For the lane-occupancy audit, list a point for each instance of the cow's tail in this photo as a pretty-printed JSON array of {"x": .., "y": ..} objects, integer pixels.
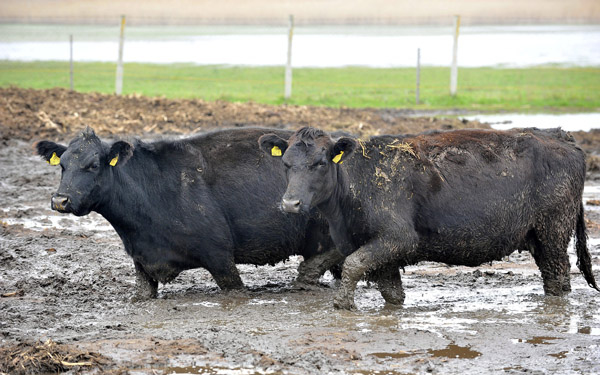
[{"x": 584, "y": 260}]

+ + +

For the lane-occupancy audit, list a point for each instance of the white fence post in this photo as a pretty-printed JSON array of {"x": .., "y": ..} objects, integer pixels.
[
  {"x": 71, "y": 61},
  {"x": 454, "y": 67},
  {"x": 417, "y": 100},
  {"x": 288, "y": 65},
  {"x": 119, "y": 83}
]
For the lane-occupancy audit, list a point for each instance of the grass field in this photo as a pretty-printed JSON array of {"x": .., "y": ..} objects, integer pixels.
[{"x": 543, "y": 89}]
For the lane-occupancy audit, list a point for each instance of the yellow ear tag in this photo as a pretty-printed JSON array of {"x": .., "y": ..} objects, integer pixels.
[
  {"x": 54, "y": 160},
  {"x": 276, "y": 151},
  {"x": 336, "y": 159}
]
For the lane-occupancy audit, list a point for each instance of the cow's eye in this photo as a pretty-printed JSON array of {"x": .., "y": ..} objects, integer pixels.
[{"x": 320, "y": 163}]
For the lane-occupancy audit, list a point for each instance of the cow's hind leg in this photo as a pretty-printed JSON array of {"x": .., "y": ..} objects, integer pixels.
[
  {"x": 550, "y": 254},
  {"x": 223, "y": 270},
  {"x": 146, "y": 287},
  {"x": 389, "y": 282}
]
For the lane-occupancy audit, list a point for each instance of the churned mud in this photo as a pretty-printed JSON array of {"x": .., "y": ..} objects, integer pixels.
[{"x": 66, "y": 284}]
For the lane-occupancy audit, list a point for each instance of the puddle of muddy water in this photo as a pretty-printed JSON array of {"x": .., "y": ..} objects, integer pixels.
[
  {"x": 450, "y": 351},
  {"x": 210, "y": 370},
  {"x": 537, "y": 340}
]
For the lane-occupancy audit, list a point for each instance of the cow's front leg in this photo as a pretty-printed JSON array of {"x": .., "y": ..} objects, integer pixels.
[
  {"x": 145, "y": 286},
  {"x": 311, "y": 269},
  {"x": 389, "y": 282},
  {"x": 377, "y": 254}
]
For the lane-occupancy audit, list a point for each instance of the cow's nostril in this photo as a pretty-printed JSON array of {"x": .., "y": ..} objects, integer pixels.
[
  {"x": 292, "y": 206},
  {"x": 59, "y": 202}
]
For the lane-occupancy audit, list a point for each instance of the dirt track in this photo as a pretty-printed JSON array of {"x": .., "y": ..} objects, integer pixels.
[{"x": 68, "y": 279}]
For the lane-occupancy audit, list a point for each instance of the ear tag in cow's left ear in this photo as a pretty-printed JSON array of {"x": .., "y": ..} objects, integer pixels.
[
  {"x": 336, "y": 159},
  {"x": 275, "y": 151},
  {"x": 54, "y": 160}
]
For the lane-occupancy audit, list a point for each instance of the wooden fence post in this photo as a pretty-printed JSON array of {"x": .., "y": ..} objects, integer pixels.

+ + +

### Your objective
Copy out, word for word, the part of the entries above that begins at the line with "the cow's nostril" and ends at the line with "of the wooden", including both.

### Result of this exercise
For the lane-occupancy audit, list a point for each instance of the cow's nostril in this photo as a pretty-printed JSON array of {"x": .., "y": ..} objects, integer pixels.
[
  {"x": 292, "y": 206},
  {"x": 59, "y": 202}
]
For the lane-occupancy audit, list a point for each instance of the dirt track in this photo as a pretty-printed JSON array of {"x": .., "y": ..} objects, integer pixels.
[{"x": 68, "y": 279}]
For the lane-occupancy audit, list a point for each instance of the ear tag in cow's left ear in this photo as a pretty-printed JSON array of {"x": .., "y": ..} objects, integer pixels.
[
  {"x": 336, "y": 159},
  {"x": 275, "y": 151},
  {"x": 54, "y": 160}
]
For the lane-occupancy audit, list a point for each instance of the wooden fence post in this photo as a pretty-printed JSON array of {"x": .., "y": ..} objects, integer pixels.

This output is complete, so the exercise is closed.